Exercise task 1:
According to the fast RNN benchmarks page, why should you set the CPU governor to performance mode, turn off turbo, and shield CPUs with `cset shield` before running the benchmarks?

== Excerpt provided ==

| # Fast RNN benchmarks |
| |
| Benchmarks for TorchScript models |
| |
| For most stable results, do the following: |
| - Set CPU Governor to performance mode (as opposed to energy save) |
| - Turn off turbo for all CPUs (assuming Intel CPUs) |
| - Shield cpus via `cset shield` when running benchmarks. |
| |
| Some of these scripts accept command line args but most of them do not because |
| I was lazy. They will probably be added sometime in the future, but the default |
| sizes are pretty reasonable. |
| |
| ## Test fastrnns (fwd + bwd) correctness |
| |
| Test the fastrnns benchmarking scripts with the following: |
| `python -m fastrnns.test` |
| or run the test independently: |
| `python -m fastrnns.test --rnns jit` |
| |
| ## Run benchmarks |
| |
| `python -m fastrnns.bench` |
| |
| should give a good comparison, or you can specify the type of model to run |
| |
| `python -m fastrnns.bench --rnns cudnn aten jit --group rnns` |
| |
| ## Run model profiling, calls nvprof |
| |
| `python -m fastrnns.profile` |
| |
| should generate nvprof file for all models somewhere. |
| you can also specify the models to generate nvprof files separately: |
| |
| `python -m fastrnns.profile --rnns aten jit` |
| |
| ### Caveats |
| |
| Use Linux for the most accurate timing. A lot of these tests only run |
| on CUDA. |

===
== Data to process ==

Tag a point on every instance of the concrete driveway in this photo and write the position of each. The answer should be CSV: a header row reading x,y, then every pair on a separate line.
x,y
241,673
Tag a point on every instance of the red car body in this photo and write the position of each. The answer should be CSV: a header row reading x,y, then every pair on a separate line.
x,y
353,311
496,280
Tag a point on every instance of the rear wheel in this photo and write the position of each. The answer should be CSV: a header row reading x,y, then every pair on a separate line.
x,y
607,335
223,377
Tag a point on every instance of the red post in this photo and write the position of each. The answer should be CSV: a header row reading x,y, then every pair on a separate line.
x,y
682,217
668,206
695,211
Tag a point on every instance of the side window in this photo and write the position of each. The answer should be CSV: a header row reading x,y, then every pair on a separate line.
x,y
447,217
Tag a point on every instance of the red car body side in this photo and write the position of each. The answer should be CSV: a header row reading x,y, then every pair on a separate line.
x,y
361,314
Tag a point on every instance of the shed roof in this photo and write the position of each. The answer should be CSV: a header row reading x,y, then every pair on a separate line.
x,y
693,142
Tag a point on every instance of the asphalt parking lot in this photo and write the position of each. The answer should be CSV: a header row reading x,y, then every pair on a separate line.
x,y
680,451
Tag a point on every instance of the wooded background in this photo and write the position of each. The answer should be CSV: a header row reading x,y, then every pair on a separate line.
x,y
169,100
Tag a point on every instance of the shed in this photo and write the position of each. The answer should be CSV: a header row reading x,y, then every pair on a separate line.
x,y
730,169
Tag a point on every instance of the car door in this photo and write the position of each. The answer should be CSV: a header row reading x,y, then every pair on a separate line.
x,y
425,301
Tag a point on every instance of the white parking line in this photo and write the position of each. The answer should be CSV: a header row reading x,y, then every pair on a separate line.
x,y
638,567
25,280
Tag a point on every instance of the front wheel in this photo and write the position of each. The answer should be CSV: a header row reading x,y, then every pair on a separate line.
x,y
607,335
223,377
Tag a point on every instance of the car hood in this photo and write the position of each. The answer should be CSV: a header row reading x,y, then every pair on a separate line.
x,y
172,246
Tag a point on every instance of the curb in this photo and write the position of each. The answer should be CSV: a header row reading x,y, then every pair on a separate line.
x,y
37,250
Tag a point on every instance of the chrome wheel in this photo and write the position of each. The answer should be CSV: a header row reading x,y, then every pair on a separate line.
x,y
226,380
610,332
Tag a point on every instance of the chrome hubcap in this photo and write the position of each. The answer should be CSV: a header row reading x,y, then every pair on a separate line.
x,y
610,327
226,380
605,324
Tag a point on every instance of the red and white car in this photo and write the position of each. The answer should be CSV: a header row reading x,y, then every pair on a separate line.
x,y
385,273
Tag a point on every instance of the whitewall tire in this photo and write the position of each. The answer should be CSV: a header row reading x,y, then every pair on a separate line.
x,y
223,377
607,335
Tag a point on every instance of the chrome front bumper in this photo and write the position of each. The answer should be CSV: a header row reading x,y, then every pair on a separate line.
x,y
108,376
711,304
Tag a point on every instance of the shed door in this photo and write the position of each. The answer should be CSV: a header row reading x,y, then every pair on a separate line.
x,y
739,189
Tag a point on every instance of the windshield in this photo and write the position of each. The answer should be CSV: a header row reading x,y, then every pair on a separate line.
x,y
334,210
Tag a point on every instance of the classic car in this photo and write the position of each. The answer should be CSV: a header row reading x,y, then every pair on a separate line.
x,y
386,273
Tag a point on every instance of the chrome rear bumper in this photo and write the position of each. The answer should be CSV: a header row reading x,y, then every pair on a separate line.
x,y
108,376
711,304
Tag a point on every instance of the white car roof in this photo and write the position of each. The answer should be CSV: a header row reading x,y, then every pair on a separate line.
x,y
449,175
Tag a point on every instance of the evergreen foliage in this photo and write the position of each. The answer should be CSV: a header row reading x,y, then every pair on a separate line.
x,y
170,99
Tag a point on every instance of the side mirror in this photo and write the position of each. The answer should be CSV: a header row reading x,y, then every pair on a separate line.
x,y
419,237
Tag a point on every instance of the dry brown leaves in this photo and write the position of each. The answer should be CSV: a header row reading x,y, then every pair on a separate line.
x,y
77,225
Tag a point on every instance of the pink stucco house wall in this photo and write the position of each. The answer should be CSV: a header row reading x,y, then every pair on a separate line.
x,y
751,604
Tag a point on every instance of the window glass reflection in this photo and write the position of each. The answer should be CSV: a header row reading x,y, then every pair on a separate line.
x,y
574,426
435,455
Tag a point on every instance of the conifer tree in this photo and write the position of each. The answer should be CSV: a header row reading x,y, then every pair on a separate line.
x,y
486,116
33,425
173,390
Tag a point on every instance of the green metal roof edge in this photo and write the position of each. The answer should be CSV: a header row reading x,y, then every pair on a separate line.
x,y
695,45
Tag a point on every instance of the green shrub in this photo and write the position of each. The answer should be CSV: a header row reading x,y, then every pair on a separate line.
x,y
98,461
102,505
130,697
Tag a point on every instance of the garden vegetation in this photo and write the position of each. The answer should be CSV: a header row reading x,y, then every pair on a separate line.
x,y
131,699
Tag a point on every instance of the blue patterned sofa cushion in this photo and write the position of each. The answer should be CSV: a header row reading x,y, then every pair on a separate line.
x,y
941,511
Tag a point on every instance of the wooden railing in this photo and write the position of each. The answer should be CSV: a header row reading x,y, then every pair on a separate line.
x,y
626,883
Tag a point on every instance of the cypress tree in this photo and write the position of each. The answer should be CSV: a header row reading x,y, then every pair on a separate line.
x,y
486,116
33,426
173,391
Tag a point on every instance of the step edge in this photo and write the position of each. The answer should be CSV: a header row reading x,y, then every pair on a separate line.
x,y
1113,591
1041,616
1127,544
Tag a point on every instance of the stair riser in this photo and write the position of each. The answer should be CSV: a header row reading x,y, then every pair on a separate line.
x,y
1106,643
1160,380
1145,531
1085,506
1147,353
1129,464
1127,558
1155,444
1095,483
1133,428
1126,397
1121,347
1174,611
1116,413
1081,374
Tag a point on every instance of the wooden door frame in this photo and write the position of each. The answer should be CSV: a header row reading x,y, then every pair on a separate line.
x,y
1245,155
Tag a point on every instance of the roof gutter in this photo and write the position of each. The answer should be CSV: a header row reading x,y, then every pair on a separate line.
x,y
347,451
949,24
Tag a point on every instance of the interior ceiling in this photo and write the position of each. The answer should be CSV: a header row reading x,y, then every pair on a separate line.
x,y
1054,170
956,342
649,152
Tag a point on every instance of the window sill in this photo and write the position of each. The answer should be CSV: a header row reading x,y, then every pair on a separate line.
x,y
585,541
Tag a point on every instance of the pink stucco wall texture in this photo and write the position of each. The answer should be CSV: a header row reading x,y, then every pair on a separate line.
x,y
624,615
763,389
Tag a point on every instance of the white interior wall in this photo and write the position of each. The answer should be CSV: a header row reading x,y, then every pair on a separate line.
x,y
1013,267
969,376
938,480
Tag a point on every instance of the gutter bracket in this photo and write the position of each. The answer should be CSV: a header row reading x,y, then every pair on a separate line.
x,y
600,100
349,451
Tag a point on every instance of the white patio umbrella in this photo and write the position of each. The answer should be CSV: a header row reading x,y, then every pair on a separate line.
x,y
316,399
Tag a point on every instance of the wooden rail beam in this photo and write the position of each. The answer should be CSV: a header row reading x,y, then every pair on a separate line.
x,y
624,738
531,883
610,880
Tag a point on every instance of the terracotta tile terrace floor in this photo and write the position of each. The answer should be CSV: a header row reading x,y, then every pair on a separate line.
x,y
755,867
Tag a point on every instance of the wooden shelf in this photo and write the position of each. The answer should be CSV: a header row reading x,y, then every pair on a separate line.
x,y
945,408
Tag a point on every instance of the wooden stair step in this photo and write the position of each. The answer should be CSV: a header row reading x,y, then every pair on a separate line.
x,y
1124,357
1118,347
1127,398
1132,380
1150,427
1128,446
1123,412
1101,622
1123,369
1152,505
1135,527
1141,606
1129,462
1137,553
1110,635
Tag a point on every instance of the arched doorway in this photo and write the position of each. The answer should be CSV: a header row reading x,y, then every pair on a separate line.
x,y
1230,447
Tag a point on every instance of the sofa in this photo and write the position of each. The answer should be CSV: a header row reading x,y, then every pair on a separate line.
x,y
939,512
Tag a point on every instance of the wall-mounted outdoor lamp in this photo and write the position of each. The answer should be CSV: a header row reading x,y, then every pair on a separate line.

===

Exercise task 2:
Which lines in the rows above contain the string "gutter"? Find every such line, treating case as significant, and copy each one in full.

Written response 1:
These steps give the most stable results. The page lists them under the instruction "For most stable results, do the following."

Written response 2:
Tag a point on every instance of the roof gutter in this photo and write the position of each. The answer should be CSV: a header row reading x,y, then every pair on a separate line.
Tag a point on every instance of the gutter bracket in this photo and write the position of each. The answer should be CSV: a header row reading x,y, then every pair on a separate line.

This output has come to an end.